DATASET ROWS:
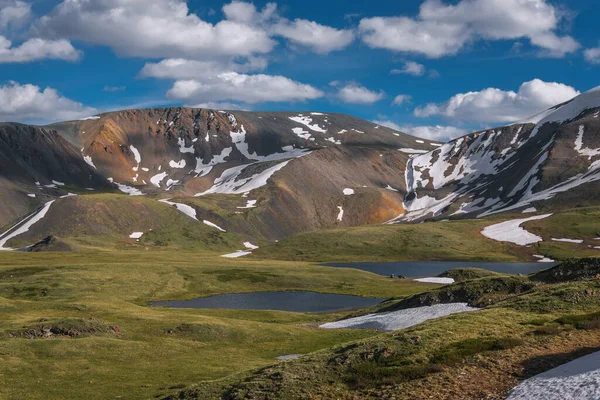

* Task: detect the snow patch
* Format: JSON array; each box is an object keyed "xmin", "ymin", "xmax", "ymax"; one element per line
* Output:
[
  {"xmin": 202, "ymin": 220, "xmax": 227, "ymax": 232},
  {"xmin": 0, "ymin": 200, "xmax": 55, "ymax": 250},
  {"xmin": 237, "ymin": 200, "xmax": 257, "ymax": 209},
  {"xmin": 481, "ymin": 214, "xmax": 552, "ymax": 246},
  {"xmin": 83, "ymin": 156, "xmax": 97, "ymax": 169},
  {"xmin": 169, "ymin": 160, "xmax": 185, "ymax": 169},
  {"xmin": 552, "ymin": 238, "xmax": 583, "ymax": 244},
  {"xmin": 507, "ymin": 352, "xmax": 600, "ymax": 400},
  {"xmin": 415, "ymin": 277, "xmax": 454, "ymax": 285},
  {"xmin": 115, "ymin": 181, "xmax": 144, "ymax": 196},
  {"xmin": 337, "ymin": 206, "xmax": 344, "ymax": 221},
  {"xmin": 196, "ymin": 160, "xmax": 290, "ymax": 197},
  {"xmin": 129, "ymin": 232, "xmax": 144, "ymax": 242},
  {"xmin": 289, "ymin": 114, "xmax": 327, "ymax": 133},
  {"xmin": 320, "ymin": 303, "xmax": 478, "ymax": 331},
  {"xmin": 221, "ymin": 250, "xmax": 252, "ymax": 258},
  {"xmin": 150, "ymin": 172, "xmax": 168, "ymax": 187},
  {"xmin": 398, "ymin": 147, "xmax": 429, "ymax": 154},
  {"xmin": 159, "ymin": 199, "xmax": 198, "ymax": 221}
]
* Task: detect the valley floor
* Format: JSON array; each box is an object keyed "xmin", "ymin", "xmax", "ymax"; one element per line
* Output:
[{"xmin": 0, "ymin": 244, "xmax": 600, "ymax": 399}]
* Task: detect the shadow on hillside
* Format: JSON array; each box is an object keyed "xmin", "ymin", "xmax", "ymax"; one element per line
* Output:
[{"xmin": 521, "ymin": 347, "xmax": 600, "ymax": 379}]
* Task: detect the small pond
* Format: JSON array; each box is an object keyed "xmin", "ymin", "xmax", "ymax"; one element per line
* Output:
[
  {"xmin": 323, "ymin": 261, "xmax": 557, "ymax": 278},
  {"xmin": 150, "ymin": 292, "xmax": 387, "ymax": 313}
]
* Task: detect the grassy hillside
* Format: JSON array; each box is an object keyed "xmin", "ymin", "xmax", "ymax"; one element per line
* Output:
[
  {"xmin": 175, "ymin": 260, "xmax": 600, "ymax": 400},
  {"xmin": 255, "ymin": 220, "xmax": 521, "ymax": 262},
  {"xmin": 8, "ymin": 193, "xmax": 243, "ymax": 251},
  {"xmin": 0, "ymin": 250, "xmax": 435, "ymax": 399},
  {"xmin": 254, "ymin": 207, "xmax": 600, "ymax": 262}
]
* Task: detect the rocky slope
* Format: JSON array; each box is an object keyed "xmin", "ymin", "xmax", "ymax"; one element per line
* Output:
[
  {"xmin": 0, "ymin": 84, "xmax": 600, "ymax": 250},
  {"xmin": 397, "ymin": 88, "xmax": 600, "ymax": 222},
  {"xmin": 0, "ymin": 108, "xmax": 439, "ymax": 248}
]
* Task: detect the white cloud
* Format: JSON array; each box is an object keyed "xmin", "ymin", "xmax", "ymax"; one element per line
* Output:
[
  {"xmin": 273, "ymin": 19, "xmax": 354, "ymax": 54},
  {"xmin": 584, "ymin": 47, "xmax": 600, "ymax": 64},
  {"xmin": 392, "ymin": 94, "xmax": 412, "ymax": 106},
  {"xmin": 338, "ymin": 82, "xmax": 385, "ymax": 104},
  {"xmin": 102, "ymin": 85, "xmax": 127, "ymax": 93},
  {"xmin": 415, "ymin": 79, "xmax": 579, "ymax": 124},
  {"xmin": 140, "ymin": 57, "xmax": 267, "ymax": 79},
  {"xmin": 359, "ymin": 0, "xmax": 579, "ymax": 58},
  {"xmin": 0, "ymin": 82, "xmax": 97, "ymax": 121},
  {"xmin": 0, "ymin": 0, "xmax": 31, "ymax": 30},
  {"xmin": 373, "ymin": 119, "xmax": 402, "ymax": 131},
  {"xmin": 167, "ymin": 71, "xmax": 323, "ymax": 104},
  {"xmin": 0, "ymin": 35, "xmax": 81, "ymax": 63},
  {"xmin": 400, "ymin": 125, "xmax": 469, "ymax": 142},
  {"xmin": 390, "ymin": 61, "xmax": 425, "ymax": 76},
  {"xmin": 37, "ymin": 0, "xmax": 276, "ymax": 59}
]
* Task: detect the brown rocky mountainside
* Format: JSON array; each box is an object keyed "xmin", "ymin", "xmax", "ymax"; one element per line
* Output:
[
  {"xmin": 0, "ymin": 108, "xmax": 439, "ymax": 247},
  {"xmin": 0, "ymin": 88, "xmax": 600, "ymax": 250}
]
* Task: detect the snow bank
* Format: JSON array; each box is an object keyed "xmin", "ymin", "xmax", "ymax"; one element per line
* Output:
[
  {"xmin": 415, "ymin": 277, "xmax": 454, "ymax": 285},
  {"xmin": 244, "ymin": 242, "xmax": 258, "ymax": 250},
  {"xmin": 83, "ymin": 156, "xmax": 97, "ymax": 169},
  {"xmin": 552, "ymin": 238, "xmax": 583, "ymax": 244},
  {"xmin": 150, "ymin": 172, "xmax": 168, "ymax": 187},
  {"xmin": 533, "ymin": 254, "xmax": 554, "ymax": 262},
  {"xmin": 320, "ymin": 303, "xmax": 477, "ymax": 331},
  {"xmin": 196, "ymin": 160, "xmax": 290, "ymax": 197},
  {"xmin": 202, "ymin": 220, "xmax": 227, "ymax": 232},
  {"xmin": 159, "ymin": 199, "xmax": 198, "ymax": 221},
  {"xmin": 0, "ymin": 200, "xmax": 54, "ymax": 250},
  {"xmin": 277, "ymin": 354, "xmax": 304, "ymax": 360},
  {"xmin": 236, "ymin": 200, "xmax": 257, "ymax": 209},
  {"xmin": 337, "ymin": 206, "xmax": 344, "ymax": 221},
  {"xmin": 289, "ymin": 114, "xmax": 327, "ymax": 133},
  {"xmin": 481, "ymin": 214, "xmax": 552, "ymax": 246},
  {"xmin": 114, "ymin": 182, "xmax": 144, "ymax": 196},
  {"xmin": 129, "ymin": 145, "xmax": 142, "ymax": 166},
  {"xmin": 398, "ymin": 147, "xmax": 429, "ymax": 154},
  {"xmin": 221, "ymin": 250, "xmax": 252, "ymax": 258},
  {"xmin": 169, "ymin": 160, "xmax": 185, "ymax": 169},
  {"xmin": 507, "ymin": 352, "xmax": 600, "ymax": 400}
]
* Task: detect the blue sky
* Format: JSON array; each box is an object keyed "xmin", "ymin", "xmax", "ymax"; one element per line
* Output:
[{"xmin": 0, "ymin": 0, "xmax": 600, "ymax": 140}]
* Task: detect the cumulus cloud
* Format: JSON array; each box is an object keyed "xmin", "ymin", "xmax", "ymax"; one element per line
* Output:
[
  {"xmin": 338, "ymin": 82, "xmax": 385, "ymax": 104},
  {"xmin": 273, "ymin": 19, "xmax": 354, "ymax": 54},
  {"xmin": 0, "ymin": 0, "xmax": 32, "ymax": 30},
  {"xmin": 390, "ymin": 61, "xmax": 425, "ymax": 76},
  {"xmin": 0, "ymin": 82, "xmax": 97, "ymax": 122},
  {"xmin": 373, "ymin": 119, "xmax": 402, "ymax": 132},
  {"xmin": 392, "ymin": 94, "xmax": 412, "ymax": 106},
  {"xmin": 359, "ymin": 0, "xmax": 579, "ymax": 58},
  {"xmin": 414, "ymin": 79, "xmax": 579, "ymax": 124},
  {"xmin": 584, "ymin": 47, "xmax": 600, "ymax": 64},
  {"xmin": 167, "ymin": 71, "xmax": 323, "ymax": 104},
  {"xmin": 37, "ymin": 0, "xmax": 276, "ymax": 58},
  {"xmin": 0, "ymin": 35, "xmax": 81, "ymax": 63},
  {"xmin": 36, "ymin": 0, "xmax": 354, "ymax": 60},
  {"xmin": 140, "ymin": 57, "xmax": 267, "ymax": 79},
  {"xmin": 102, "ymin": 85, "xmax": 127, "ymax": 93}
]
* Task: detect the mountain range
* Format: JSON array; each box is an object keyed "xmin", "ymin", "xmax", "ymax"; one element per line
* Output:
[{"xmin": 0, "ymin": 88, "xmax": 600, "ymax": 250}]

REQUIREMENT: Please extract exactly, and only, the lines from the line containing "the blue sky" through the last line of the records.

EXERCISE SOLUTION:
* Task: detect the blue sky
* Format: JSON array; each box is an object keyed "xmin", "ymin", "xmax", "ymax"; one element per line
* Output:
[{"xmin": 0, "ymin": 0, "xmax": 600, "ymax": 140}]
* Task: detect the cumulus cloud
* Format: JSON array; each box is an object keyed "xmin", "ymin", "xmax", "ymax"; one element per line
* Output:
[
  {"xmin": 338, "ymin": 82, "xmax": 385, "ymax": 104},
  {"xmin": 273, "ymin": 19, "xmax": 354, "ymax": 54},
  {"xmin": 0, "ymin": 0, "xmax": 32, "ymax": 30},
  {"xmin": 390, "ymin": 61, "xmax": 425, "ymax": 76},
  {"xmin": 0, "ymin": 82, "xmax": 97, "ymax": 122},
  {"xmin": 373, "ymin": 119, "xmax": 402, "ymax": 132},
  {"xmin": 392, "ymin": 94, "xmax": 412, "ymax": 106},
  {"xmin": 359, "ymin": 0, "xmax": 579, "ymax": 58},
  {"xmin": 414, "ymin": 79, "xmax": 579, "ymax": 124},
  {"xmin": 584, "ymin": 47, "xmax": 600, "ymax": 64},
  {"xmin": 167, "ymin": 71, "xmax": 323, "ymax": 104},
  {"xmin": 37, "ymin": 0, "xmax": 276, "ymax": 58},
  {"xmin": 0, "ymin": 35, "xmax": 81, "ymax": 63},
  {"xmin": 36, "ymin": 0, "xmax": 354, "ymax": 60},
  {"xmin": 140, "ymin": 57, "xmax": 267, "ymax": 79},
  {"xmin": 102, "ymin": 85, "xmax": 127, "ymax": 93}
]
* Task: detect the mountain range
* Format: JSON array; each box is an object keyed "xmin", "ymin", "xmax", "ymax"; one element per line
* Output:
[{"xmin": 0, "ymin": 88, "xmax": 600, "ymax": 250}]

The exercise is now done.